-- Written request --
Please set out every line of the entries below as a numbered list, leaving out blank lines.

Records from a point labeling set:
▽
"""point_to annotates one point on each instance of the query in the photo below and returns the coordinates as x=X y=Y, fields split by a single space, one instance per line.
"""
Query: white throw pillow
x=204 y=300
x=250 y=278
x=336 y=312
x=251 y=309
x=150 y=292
△
-- Exercise output --
1. """point_to annotates one point on each instance of the query in the photo below and returns the coordinates as x=X y=Y, fields split by a single space, one instance per line.
2. """
3. Query: white throw pillow
4. x=204 y=300
5. x=250 y=278
6. x=336 y=312
7. x=251 y=309
8. x=150 y=292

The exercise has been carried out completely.